* [What to produce]: Quote all of the records below verbatim, leaving out the pictures.

* [Data entries]:
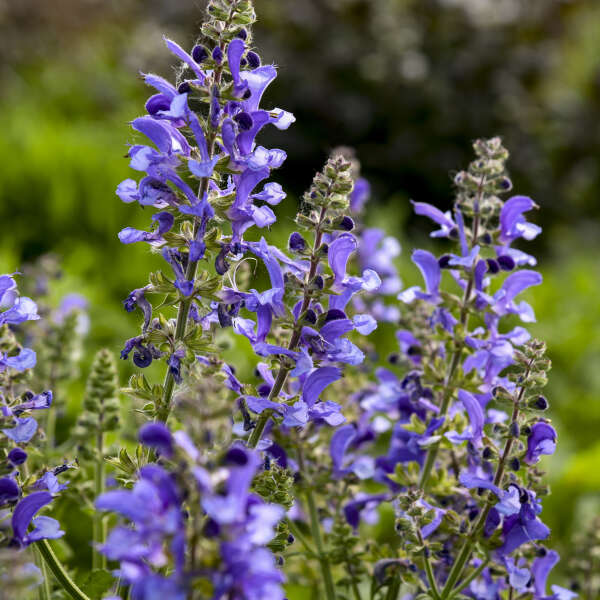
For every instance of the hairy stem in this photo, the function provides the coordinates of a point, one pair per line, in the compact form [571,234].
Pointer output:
[190,274]
[99,532]
[467,548]
[59,571]
[44,592]
[455,359]
[294,339]
[467,580]
[428,568]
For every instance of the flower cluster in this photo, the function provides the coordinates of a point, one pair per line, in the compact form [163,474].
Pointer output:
[201,173]
[22,496]
[465,412]
[274,479]
[180,501]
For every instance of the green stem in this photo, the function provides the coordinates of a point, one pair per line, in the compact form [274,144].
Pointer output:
[59,571]
[465,582]
[454,362]
[467,548]
[315,529]
[99,533]
[428,567]
[282,374]
[44,592]
[355,589]
[300,536]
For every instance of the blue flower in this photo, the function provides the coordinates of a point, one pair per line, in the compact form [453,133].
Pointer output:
[541,440]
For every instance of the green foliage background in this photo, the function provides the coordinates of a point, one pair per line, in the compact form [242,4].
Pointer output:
[408,83]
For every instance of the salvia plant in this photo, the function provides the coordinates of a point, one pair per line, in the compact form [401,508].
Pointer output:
[324,470]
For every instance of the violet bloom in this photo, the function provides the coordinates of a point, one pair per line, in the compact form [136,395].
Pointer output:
[44,527]
[430,269]
[541,440]
[512,222]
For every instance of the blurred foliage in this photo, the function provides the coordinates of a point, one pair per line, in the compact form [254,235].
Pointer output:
[408,83]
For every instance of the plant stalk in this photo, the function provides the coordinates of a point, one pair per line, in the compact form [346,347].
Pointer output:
[454,362]
[59,571]
[467,548]
[99,531]
[282,374]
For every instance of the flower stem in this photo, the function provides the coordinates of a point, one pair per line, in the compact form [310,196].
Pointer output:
[315,530]
[59,571]
[465,552]
[428,567]
[190,273]
[465,582]
[44,592]
[454,361]
[99,525]
[294,339]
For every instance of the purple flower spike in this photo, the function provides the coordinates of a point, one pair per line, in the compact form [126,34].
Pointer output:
[541,440]
[25,511]
[437,216]
[317,381]
[157,436]
[339,253]
[17,456]
[512,222]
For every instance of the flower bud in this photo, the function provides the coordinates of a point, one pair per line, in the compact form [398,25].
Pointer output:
[217,55]
[199,54]
[296,243]
[346,224]
[539,403]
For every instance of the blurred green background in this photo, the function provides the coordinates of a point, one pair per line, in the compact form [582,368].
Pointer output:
[408,83]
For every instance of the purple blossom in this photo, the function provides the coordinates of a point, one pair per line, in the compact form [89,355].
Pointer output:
[541,440]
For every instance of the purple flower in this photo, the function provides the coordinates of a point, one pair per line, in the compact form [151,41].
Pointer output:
[430,269]
[9,490]
[317,381]
[44,527]
[23,431]
[17,456]
[26,359]
[476,419]
[338,254]
[512,222]
[541,440]
[49,482]
[521,528]
[157,436]
[447,225]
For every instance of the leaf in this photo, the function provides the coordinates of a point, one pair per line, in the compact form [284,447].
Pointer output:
[97,583]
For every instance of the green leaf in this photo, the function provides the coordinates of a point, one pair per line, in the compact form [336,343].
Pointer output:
[97,583]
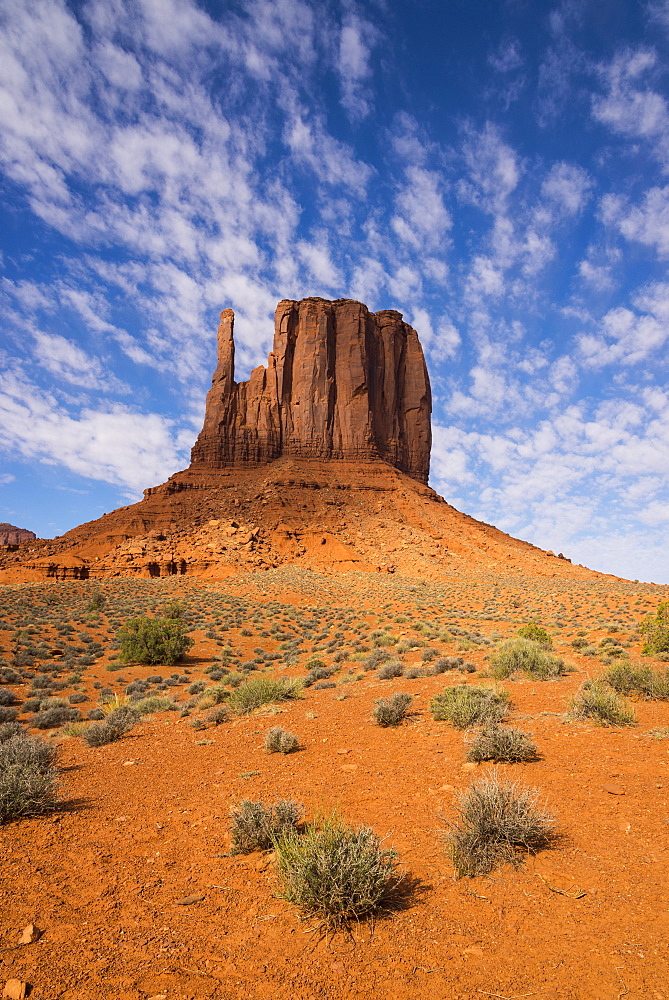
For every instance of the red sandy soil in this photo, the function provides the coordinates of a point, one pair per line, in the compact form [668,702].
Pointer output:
[145,820]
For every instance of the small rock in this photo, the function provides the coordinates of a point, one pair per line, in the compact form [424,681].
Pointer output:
[187,900]
[29,934]
[15,989]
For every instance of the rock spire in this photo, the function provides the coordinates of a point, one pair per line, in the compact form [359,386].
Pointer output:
[340,383]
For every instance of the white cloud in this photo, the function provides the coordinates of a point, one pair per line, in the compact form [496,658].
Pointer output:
[630,109]
[115,445]
[493,169]
[567,186]
[355,41]
[422,220]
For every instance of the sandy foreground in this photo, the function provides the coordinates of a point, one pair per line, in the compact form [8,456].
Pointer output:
[131,884]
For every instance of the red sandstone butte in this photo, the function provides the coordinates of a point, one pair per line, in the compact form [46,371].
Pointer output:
[341,382]
[11,535]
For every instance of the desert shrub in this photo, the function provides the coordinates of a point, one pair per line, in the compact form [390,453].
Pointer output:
[28,778]
[390,670]
[317,674]
[99,734]
[254,825]
[261,691]
[656,630]
[8,730]
[465,706]
[503,744]
[53,718]
[528,656]
[219,714]
[535,633]
[153,640]
[444,663]
[391,711]
[279,740]
[154,703]
[496,821]
[119,721]
[641,680]
[376,657]
[597,701]
[333,872]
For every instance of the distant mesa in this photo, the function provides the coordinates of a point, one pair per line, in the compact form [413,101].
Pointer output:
[11,535]
[341,382]
[319,461]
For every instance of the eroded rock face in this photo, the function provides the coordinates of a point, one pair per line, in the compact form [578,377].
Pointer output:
[340,383]
[11,535]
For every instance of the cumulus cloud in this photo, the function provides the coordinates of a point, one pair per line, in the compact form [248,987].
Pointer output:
[115,444]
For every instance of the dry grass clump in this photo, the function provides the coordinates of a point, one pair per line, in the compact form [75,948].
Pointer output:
[641,680]
[597,701]
[502,744]
[527,656]
[465,706]
[391,711]
[119,721]
[390,670]
[261,691]
[497,820]
[335,873]
[279,740]
[254,826]
[28,778]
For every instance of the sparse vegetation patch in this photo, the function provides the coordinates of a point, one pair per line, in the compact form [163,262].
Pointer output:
[498,821]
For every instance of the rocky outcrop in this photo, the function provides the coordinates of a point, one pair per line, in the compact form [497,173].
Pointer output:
[340,383]
[11,535]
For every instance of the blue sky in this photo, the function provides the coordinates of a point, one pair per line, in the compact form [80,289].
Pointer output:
[498,171]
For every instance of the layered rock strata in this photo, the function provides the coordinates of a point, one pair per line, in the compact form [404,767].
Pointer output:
[11,535]
[340,383]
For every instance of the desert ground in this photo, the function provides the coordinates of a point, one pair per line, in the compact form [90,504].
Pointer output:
[131,883]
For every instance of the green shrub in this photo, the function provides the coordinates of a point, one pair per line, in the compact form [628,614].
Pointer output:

* [Result]:
For every instance of the hairy stem in this photo, the function provides the coordinates of a point, one pair per line, in the compact form [571,234].
Pointer output:
[190,274]
[99,532]
[467,548]
[59,571]
[44,592]
[455,359]
[294,339]
[467,580]
[428,568]
For every instance of the flower cluster in this photo, the function provides the coordinates of a point, one pair per line, in the compact form [163,474].
Pointer output:
[201,173]
[22,496]
[465,412]
[274,479]
[180,501]
For every instance of the green stem in this photo, the function provides the coordinates of a point, one pair per line, in the compact form [274,144].
Pointer output:
[59,571]
[465,582]
[454,362]
[467,548]
[315,529]
[99,533]
[428,567]
[282,374]
[44,592]
[355,589]
[300,536]
For every instance of the blue flower in this photo, the function provides the coordinates of a point, one pair per line, in the compact form [453,133].
Pointer output:
[541,440]
For every instance of the green foliage background in this photo, the function provides the coordinates of a point, one pair per line, in the compact form [242,4].
Pointer output:
[408,83]
For every instance of the salvia plant in this photo, the function provides the coordinates of a point, one pair per line, in the compact form [401,508].
Pointer output:
[324,470]
For every instance of the violet bloom in this photo, the function provides the coordinates of a point, one pair per line, in the compact form [136,395].
Pointer output:
[44,527]
[430,269]
[541,440]
[512,222]
For every instance of the blurred foliage in this photo, the function provides the coordinates of a point, one pair per line, in the compact form [254,235].
Pointer output:
[408,83]
For every instance of the plant stalk in this photo, the function provides the coordinates of a point, one pair per line, in the compact form [346,347].
Pointer output:
[454,362]
[59,571]
[467,548]
[99,531]
[282,374]
For every instance of the flower stem in this photo, the function provides the coordinates of a point, one pair per line, in the compact form [310,196].
Pointer output:
[315,530]
[59,571]
[465,552]
[428,567]
[190,273]
[465,582]
[44,592]
[454,361]
[99,525]
[294,339]
For every instance of the purple flower spike in this photo, the function provides the coordinates of a point, one pair per line, in the compact form [126,34].
Pointer output:
[541,440]
[25,511]
[437,216]
[317,381]
[157,436]
[339,253]
[17,456]
[512,222]
For every instance of the flower bud in this photo, the function provides the coordinates of a point, one pair per line, in the compact form [398,25].
Pointer output:
[217,55]
[199,54]
[296,243]
[346,224]
[539,403]
For every instance of the blurred green background in this photo, the function provides the coordinates of a point, one pair per line, in the compact form [582,368].
Pointer output:
[408,83]
For every instance of the purple blossom in this photo, the function provides the coordinates of a point, one pair per line, in the compact form [89,355].
Pointer output:
[541,440]
For every instance of the purple flower in this photo, the function provides the coordinates of a point, one pair per line, in the compact form [151,41].
Pointer output:
[430,269]
[9,490]
[317,381]
[44,527]
[23,431]
[17,456]
[26,359]
[476,419]
[338,254]
[512,222]
[541,440]
[49,482]
[521,528]
[157,436]
[447,225]
For every instance of the leaf in this photo, the function provides the coordinates of a point, one pair per line, in the compact form [284,447].
Pointer output:
[97,583]
For every instance of the green leaf in this photo, the function provides the coordinates of a point, one pair per line, in the compact form [336,343].
Pointer output:
[97,583]
For every instance of the red sandy soil in this photo, the function provides the coordinates of a point, one pair per line, in the compact form [668,702].
Pointer output:
[145,820]
For every instance of the small rock in this photo, the function provides the coordinates of a point, one pair per line, in the compact form [424,681].
Pointer output:
[187,900]
[29,934]
[15,989]
For every instance of the rock spire in this photo, the function provides the coordinates of a point, one pair per line, in the compact form [359,386].
Pointer output:
[340,383]
For every instance of the white cloud in this photo, the function provides the coordinates of a point, one pair per line, in the compact form [496,658].
Pointer output:
[630,109]
[115,445]
[493,169]
[567,186]
[355,41]
[422,220]
For every instance of the sandy foreground in this photo, the function provides the coordinates of a point, one pair per line, in the compact form [8,456].
Pointer output:
[131,884]
For every instance of the red sandstone butte in this photo, the function provides the coordinates of a point, one pair per line, in the compact form [46,371].
Pointer output:
[341,382]
[11,535]
For every instance of the desert shrub in this photo, the function provides the coordinates of a point, one pair per line, in the compact form [390,453].
Pointer output:
[28,778]
[390,670]
[317,674]
[99,734]
[254,825]
[261,691]
[656,630]
[8,730]
[465,706]
[503,744]
[53,718]
[528,656]
[219,714]
[535,633]
[153,640]
[444,663]
[391,711]
[279,740]
[154,703]
[496,821]
[119,721]
[641,680]
[376,657]
[597,701]
[333,872]
For every instance of the distant mesa in this photo, the function provides the coordinates of a point, one pair per line, in the compact form [413,101].
Pointer output:
[11,535]
[341,382]
[319,461]
For every instance of the eroded rock face in this photo, the function provides the coordinates of a point, one pair per line, in the compact form [578,377].
Pointer output:
[340,383]
[11,535]
For every instance of the cumulus cloud in this photo, the function provides the coordinates of a point, one pair per line, in the compact form [248,987].
Pointer output:
[115,444]
For every instance of the dry grass clump in this photo, the function provides the coordinates of a point, one pair per line, in the compact form [75,948].
Pointer output:
[641,680]
[597,701]
[502,744]
[527,656]
[465,706]
[391,711]
[119,721]
[390,670]
[261,691]
[497,820]
[335,873]
[279,740]
[254,826]
[28,778]
For every instance of the sparse vegetation patch in this photo, the function provides the coordinates of a point, one pair per line, in the compact form [163,262].
Pointer output:
[498,821]
For every instance of the rocky outcrop in this photo, the function provides the coordinates of a point, one pair per line, in the compact form [497,173].
Pointer output:
[340,383]
[11,535]
For every instance of the blue sky in this photo, the function provides the coordinates of a point, one pair per line, in the compact form [80,289].
Pointer output:
[498,171]
For every instance of the layered rock strata in this photo, the function provides the coordinates of a point, one pair per line, in the compact form [404,767].
Pointer output:
[11,535]
[340,383]
For every instance of the desert ground in this photo, the function provides the coordinates of a point, one pair per line, in the compact form [90,504].
Pointer output:
[131,883]
For every instance of the green shrub in this photo, the function provides the coordinates of a point, one pair per line, in the compact form [628,614].
Pointer output:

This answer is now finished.